**** EXERCISE MATERIALS ****

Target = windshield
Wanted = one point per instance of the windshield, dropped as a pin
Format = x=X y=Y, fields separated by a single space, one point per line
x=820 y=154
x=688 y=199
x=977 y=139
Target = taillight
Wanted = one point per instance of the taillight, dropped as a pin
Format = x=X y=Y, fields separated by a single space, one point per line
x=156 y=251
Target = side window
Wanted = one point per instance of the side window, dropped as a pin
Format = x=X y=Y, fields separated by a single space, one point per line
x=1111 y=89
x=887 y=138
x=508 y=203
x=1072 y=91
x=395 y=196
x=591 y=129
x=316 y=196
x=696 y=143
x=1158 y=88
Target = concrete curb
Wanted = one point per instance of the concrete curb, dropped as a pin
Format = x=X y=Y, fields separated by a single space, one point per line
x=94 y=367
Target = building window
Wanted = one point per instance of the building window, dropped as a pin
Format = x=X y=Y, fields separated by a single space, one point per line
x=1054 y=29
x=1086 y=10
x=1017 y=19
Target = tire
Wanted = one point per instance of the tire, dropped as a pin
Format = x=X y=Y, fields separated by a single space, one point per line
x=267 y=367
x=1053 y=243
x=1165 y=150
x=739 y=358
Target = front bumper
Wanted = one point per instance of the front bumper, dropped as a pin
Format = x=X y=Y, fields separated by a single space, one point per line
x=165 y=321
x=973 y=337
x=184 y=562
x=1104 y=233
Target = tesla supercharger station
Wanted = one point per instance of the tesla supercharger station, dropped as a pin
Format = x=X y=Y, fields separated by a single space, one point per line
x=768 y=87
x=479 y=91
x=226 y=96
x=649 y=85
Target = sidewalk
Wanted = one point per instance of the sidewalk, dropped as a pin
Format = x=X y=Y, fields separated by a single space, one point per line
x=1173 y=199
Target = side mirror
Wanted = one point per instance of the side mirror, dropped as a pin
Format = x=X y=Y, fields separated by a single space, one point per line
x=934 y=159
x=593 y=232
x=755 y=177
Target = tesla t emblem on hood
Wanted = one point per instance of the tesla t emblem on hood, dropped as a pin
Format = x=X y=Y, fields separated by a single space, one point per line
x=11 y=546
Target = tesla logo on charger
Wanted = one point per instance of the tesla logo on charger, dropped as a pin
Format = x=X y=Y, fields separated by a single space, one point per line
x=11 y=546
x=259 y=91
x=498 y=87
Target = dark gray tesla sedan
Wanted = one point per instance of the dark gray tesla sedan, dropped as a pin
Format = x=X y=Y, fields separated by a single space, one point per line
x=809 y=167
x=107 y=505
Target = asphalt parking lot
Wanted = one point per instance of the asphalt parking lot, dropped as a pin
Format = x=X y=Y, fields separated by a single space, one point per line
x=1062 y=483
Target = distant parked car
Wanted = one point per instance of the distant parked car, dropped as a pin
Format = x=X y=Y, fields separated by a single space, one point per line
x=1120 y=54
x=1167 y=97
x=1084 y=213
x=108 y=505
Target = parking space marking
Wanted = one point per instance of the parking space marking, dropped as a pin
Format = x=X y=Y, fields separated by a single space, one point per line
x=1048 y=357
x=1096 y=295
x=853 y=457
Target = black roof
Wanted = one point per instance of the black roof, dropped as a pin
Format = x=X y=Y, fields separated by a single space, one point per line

****

## WORK INSTRUCTIONS
Reproduce all the entries verbatim, leaving nothing out.

## ANSWER TO THE EXERCISE
Target = windshield
Wanted = one point per instance of the windshield, dropped as a pin
Format = x=X y=Y, fields separated by a single space, one point per line
x=820 y=154
x=688 y=199
x=977 y=139
Target = taillight
Wanted = one point per instance of the taillight, dropped as a pin
Format = x=X y=Y, fields separated by a single space, one point per line
x=156 y=251
Target = side window
Wanted = one point per instance of the side window, dropped as a pin
Format = x=X y=Y, fields separated by a single space, one point per line
x=1111 y=89
x=887 y=138
x=508 y=203
x=1072 y=91
x=395 y=196
x=591 y=129
x=316 y=196
x=696 y=143
x=1158 y=88
Target = concrete curb
Wanted = one point per instance of the concrete curb, dropped as a pin
Format = x=X y=Y, fields separated by a single space, one point per line
x=94 y=367
Target = building window
Wanted = one point per instance of the building window, dropped as a pin
Format = x=X y=Y, fields separated by a single space, one point per line
x=1054 y=29
x=1086 y=10
x=1017 y=19
Target = tire
Wanted = one point per instance of the tire, dropped as a pin
Format = x=X y=Y, fields separated by a single space, one point per line
x=267 y=367
x=1053 y=243
x=1165 y=150
x=739 y=358
Target = front bumper
Wanted = one point per instance of the front bumper, dropped as a pin
Format = x=X y=Y, fields separated by a single space, one point per line
x=165 y=321
x=973 y=337
x=184 y=562
x=1104 y=233
Target = tesla supercharger station
Wanted = one point per instance of the tesla supercharger station, dropped as a pin
Format = x=X y=Y, fields separated by a single space, one point per line
x=768 y=87
x=479 y=91
x=226 y=96
x=649 y=85
Target = sidewalk
Wanted = one point per instance of the sidewalk, dropped as a pin
Format = x=X y=Y, fields separated by a single space, one point per line
x=1173 y=199
Target = side mirror
Wanted = one point per instance of the side mirror, dropped as a pin
Format = x=X y=Y, fields separated by a single space, one point per line
x=934 y=159
x=593 y=232
x=755 y=177
Target = tesla t emblem on hood
Wanted = one point per instance of the tesla t emblem on hood, dropped as a pin
Format = x=X y=Y, fields separated by a single space, one point per line
x=11 y=546
Target = tesla logo on charger
Wanted = one point per instance of the tesla logo on charger, dropped as a pin
Format = x=X y=Y, fields separated by a single space, one point per line
x=11 y=546
x=259 y=91
x=498 y=87
Target = dark gray tesla sedan
Wanted = one point per instance of the dark gray tesla sedan, dropped as a pin
Format = x=X y=Y, fields separated by a single space, one point per line
x=809 y=167
x=107 y=505
Target = asphalt parking lot
Wanted = one point per instance of the asphalt parking lot, dropped as a pin
Format = x=X y=Y, fields separated by a single space, one point per line
x=1062 y=483
Target = distant parked car
Wanted = one point per instance of the distant parked car, dropped as a pin
Format = x=X y=Y, fields separated by a single space, one point per line
x=1120 y=54
x=1167 y=97
x=1084 y=213
x=108 y=505
Target = parking space marking
Wanted = one point per instance of the parking space marking, dropped as a pin
Format = x=X y=Y, fields separated by a single space, one point per line
x=1048 y=357
x=1096 y=295
x=853 y=457
Target = black roof
Wanted = one point per instance of the black roof, dropped as a pin
Format = x=X y=Y, fields separated by a single space, one point per line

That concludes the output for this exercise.